• [ASSIGNMENT]:
How many of the lines below hold "sample"? Only the number, please.

Extracted data entries:

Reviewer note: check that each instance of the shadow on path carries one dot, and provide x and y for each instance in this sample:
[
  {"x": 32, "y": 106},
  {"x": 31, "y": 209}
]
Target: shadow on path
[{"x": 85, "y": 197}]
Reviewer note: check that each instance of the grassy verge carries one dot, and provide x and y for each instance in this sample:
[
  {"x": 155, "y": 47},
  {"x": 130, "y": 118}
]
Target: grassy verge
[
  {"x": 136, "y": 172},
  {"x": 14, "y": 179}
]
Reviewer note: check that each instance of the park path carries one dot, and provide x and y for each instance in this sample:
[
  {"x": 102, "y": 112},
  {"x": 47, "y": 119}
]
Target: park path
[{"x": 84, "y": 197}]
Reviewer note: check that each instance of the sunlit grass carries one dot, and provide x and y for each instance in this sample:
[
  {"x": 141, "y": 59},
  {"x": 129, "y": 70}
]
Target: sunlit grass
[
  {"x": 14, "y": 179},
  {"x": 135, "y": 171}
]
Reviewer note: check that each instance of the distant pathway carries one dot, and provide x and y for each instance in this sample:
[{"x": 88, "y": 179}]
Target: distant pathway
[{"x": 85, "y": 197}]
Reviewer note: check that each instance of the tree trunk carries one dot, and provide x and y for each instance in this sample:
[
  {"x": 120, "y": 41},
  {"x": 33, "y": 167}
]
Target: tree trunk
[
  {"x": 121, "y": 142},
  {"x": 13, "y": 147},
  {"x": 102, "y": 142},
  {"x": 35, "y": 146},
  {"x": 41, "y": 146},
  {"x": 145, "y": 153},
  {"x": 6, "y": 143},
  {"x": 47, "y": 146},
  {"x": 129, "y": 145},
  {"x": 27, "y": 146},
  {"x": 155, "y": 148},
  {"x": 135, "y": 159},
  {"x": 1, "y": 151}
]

• [RESULT OF THIS EXERCISE]:
6